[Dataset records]
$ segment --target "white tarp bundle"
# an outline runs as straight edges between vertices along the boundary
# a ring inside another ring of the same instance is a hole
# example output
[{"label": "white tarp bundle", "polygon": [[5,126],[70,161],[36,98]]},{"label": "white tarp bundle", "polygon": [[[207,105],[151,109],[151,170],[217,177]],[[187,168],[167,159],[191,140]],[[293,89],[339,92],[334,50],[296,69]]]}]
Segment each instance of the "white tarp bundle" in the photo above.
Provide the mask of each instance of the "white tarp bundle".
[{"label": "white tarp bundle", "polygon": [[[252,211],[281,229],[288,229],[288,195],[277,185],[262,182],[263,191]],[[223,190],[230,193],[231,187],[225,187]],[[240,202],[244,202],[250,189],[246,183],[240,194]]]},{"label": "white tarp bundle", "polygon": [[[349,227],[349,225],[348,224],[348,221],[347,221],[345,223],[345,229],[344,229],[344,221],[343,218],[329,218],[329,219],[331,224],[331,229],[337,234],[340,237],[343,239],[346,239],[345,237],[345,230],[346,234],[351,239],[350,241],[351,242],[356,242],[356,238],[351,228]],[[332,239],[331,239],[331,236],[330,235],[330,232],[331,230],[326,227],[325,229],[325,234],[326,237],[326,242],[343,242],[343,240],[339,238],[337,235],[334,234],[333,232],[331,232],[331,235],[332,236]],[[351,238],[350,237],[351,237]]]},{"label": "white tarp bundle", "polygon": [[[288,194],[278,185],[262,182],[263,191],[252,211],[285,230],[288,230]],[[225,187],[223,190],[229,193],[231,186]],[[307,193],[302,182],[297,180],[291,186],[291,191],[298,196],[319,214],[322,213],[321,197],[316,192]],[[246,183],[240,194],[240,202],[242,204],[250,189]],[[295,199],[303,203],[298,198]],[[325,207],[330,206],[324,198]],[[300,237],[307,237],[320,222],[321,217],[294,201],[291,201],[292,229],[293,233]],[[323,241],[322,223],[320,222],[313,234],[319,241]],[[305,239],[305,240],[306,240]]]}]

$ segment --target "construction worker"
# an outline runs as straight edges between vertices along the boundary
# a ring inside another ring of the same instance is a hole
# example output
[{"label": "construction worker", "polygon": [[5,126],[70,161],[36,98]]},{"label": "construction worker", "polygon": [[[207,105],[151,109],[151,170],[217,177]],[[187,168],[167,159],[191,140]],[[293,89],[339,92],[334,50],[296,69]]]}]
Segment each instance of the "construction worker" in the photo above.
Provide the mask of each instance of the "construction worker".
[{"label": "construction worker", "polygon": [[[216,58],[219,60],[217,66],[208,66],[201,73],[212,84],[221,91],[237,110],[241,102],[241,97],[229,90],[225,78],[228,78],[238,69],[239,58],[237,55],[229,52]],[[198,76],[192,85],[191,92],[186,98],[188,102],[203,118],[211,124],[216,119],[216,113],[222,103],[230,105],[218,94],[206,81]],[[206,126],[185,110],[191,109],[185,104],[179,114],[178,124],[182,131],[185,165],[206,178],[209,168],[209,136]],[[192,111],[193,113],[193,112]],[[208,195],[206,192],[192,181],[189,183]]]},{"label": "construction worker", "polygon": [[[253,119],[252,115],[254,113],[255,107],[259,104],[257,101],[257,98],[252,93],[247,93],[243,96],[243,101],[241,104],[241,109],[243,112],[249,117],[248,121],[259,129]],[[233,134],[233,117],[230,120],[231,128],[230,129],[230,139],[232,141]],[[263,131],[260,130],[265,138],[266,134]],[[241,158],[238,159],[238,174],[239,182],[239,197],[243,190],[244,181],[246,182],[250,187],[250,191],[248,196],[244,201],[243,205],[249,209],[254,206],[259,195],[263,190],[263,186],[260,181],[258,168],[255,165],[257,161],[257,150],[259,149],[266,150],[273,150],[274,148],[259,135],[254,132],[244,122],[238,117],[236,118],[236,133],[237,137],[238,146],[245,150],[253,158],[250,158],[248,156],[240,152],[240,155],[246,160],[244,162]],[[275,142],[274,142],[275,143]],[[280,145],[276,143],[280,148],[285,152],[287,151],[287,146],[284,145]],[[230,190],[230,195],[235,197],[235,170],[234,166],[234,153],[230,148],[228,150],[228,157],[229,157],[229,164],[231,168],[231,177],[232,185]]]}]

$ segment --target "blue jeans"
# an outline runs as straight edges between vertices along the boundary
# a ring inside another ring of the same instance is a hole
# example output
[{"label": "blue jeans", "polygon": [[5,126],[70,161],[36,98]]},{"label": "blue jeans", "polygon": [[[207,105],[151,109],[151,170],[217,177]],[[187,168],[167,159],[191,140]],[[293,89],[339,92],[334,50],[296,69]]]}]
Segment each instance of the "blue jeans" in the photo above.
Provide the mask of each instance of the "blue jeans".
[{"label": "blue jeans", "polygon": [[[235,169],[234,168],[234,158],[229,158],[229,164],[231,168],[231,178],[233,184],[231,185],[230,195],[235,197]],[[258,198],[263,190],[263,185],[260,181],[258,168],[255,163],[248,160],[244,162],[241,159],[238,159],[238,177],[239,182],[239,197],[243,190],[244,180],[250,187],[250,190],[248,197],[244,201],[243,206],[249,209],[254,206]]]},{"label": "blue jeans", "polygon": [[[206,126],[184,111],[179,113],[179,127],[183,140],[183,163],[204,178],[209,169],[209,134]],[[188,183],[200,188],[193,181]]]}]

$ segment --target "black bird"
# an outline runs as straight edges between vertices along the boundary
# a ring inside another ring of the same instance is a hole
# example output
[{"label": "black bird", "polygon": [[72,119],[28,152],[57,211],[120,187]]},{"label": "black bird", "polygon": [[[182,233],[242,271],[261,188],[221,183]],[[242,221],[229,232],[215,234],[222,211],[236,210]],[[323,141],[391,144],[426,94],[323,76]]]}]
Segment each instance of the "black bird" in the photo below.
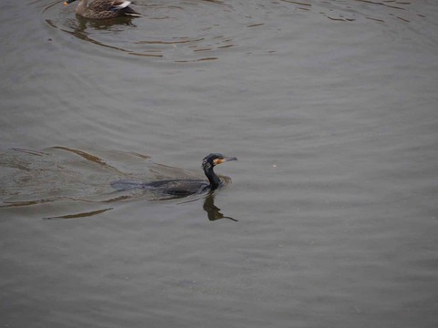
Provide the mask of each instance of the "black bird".
[{"label": "black bird", "polygon": [[203,179],[171,179],[144,183],[114,181],[111,183],[111,186],[118,190],[143,189],[176,197],[199,194],[208,190],[214,190],[222,186],[221,179],[214,173],[213,169],[216,165],[230,160],[237,160],[237,159],[225,157],[218,153],[207,155],[203,159],[203,169],[208,179],[208,182]]}]

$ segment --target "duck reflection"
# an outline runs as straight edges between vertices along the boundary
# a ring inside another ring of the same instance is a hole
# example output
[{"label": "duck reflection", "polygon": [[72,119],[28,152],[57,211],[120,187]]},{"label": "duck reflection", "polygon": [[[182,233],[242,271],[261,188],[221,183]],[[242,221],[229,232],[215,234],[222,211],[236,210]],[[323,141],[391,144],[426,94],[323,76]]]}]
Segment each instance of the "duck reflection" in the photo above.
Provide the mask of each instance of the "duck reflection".
[{"label": "duck reflection", "polygon": [[212,221],[220,219],[228,219],[234,220],[235,222],[238,221],[238,220],[233,219],[232,217],[224,216],[220,212],[221,209],[214,205],[214,192],[213,190],[209,191],[207,196],[203,200],[203,209],[207,212],[208,220]]}]

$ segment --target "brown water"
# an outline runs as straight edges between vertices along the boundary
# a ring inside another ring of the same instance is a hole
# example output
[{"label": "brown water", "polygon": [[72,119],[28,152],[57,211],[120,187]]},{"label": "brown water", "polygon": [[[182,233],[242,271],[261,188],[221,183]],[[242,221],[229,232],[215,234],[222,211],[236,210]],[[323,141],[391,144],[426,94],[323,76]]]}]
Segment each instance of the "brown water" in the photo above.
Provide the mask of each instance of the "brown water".
[{"label": "brown water", "polygon": [[434,1],[75,6],[0,14],[2,326],[438,326]]}]

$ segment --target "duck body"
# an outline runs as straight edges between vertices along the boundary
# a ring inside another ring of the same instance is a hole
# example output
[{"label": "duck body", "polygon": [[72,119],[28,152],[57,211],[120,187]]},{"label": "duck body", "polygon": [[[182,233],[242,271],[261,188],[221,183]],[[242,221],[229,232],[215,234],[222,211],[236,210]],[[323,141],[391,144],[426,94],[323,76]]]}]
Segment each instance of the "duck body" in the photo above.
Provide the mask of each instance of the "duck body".
[{"label": "duck body", "polygon": [[[66,0],[65,5],[68,5],[76,0]],[[120,16],[141,16],[134,9],[130,7],[130,1],[122,0],[94,0],[89,5],[88,0],[79,0],[76,7],[76,14],[91,19],[109,19]]]},{"label": "duck body", "polygon": [[207,180],[189,179],[170,179],[151,182],[114,181],[112,188],[117,190],[141,189],[162,195],[185,197],[193,194],[204,193],[222,187],[223,182],[214,173],[213,168],[229,160],[237,160],[236,158],[225,157],[222,154],[210,154],[203,159],[203,169]]}]

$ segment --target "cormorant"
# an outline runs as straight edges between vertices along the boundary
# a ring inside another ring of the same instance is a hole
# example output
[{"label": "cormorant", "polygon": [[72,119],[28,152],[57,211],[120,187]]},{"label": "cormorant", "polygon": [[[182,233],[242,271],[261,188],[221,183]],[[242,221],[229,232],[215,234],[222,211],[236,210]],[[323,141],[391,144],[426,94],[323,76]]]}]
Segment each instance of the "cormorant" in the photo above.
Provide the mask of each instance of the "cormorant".
[{"label": "cormorant", "polygon": [[213,169],[225,161],[237,160],[236,158],[225,157],[222,154],[214,153],[207,155],[203,159],[203,169],[208,179],[208,182],[203,179],[170,179],[152,182],[130,182],[114,181],[111,186],[118,190],[130,189],[149,190],[161,194],[184,197],[199,194],[207,190],[214,190],[222,186],[222,181]]}]

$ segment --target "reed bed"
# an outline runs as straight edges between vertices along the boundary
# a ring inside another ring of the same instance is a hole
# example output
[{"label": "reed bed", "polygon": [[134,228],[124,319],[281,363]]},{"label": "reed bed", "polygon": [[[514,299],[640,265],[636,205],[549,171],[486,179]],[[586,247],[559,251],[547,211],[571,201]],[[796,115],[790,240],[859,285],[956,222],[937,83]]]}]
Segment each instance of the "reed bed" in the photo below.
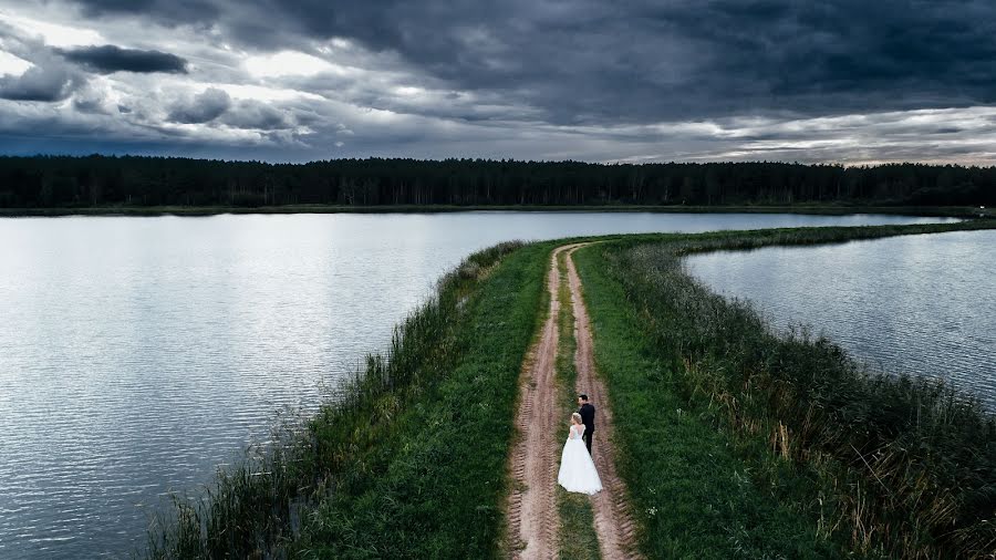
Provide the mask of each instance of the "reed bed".
[{"label": "reed bed", "polygon": [[[590,250],[621,286],[658,370],[677,374],[661,376],[660,390],[679,391],[724,431],[815,479],[789,496],[811,501],[801,509],[819,516],[822,535],[869,556],[994,558],[996,422],[974,398],[936,380],[869,372],[805,330],[779,334],[682,267],[701,251],[994,227],[644,236]],[[769,471],[772,487],[779,471]]]},{"label": "reed bed", "polygon": [[175,497],[142,554],[494,554],[515,376],[549,253],[520,248],[468,257],[318,414],[283,419],[205,491]]}]

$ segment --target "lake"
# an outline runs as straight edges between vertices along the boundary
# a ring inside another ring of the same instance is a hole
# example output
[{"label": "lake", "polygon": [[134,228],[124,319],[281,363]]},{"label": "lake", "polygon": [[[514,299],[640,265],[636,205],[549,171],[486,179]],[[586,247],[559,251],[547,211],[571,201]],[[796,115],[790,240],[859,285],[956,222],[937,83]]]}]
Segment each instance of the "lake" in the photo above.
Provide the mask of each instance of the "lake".
[{"label": "lake", "polygon": [[0,219],[0,557],[127,556],[144,543],[167,492],[196,492],[218,465],[266,437],[277,411],[313,409],[323,386],[383,348],[393,325],[474,250],[595,234],[926,221],[944,220],[650,212]]},{"label": "lake", "polygon": [[778,330],[806,324],[873,371],[951,381],[996,409],[996,231],[769,247],[685,259]]}]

**WORK TO COMPLETE**
List every line of the records that contains the string "reed", treating uppercase and lowercase as different.

**COMPLETED EXERCISE**
$ segment --target "reed bed"
[{"label": "reed bed", "polygon": [[134,228],[124,319],[281,363]]},{"label": "reed bed", "polygon": [[[514,299],[640,265],[636,205],[549,171],[486,179]],[[586,247],[559,251],[547,211],[571,201]],[[796,115],[790,240],[859,285],[956,222],[937,83]]]}]
Segment each instance of the "reed bed" in the photo below.
Provide the mask of each instance of the "reed bed".
[{"label": "reed bed", "polygon": [[[590,250],[621,286],[658,370],[677,374],[661,376],[660,390],[679,391],[724,431],[815,479],[789,496],[811,501],[801,509],[819,516],[822,535],[869,556],[994,558],[996,422],[974,398],[936,380],[869,372],[805,330],[779,334],[682,267],[701,251],[994,227],[644,236]],[[769,471],[772,487],[779,471]]]},{"label": "reed bed", "polygon": [[175,497],[142,554],[494,554],[515,376],[549,253],[520,248],[468,257],[318,414],[283,419],[205,491]]}]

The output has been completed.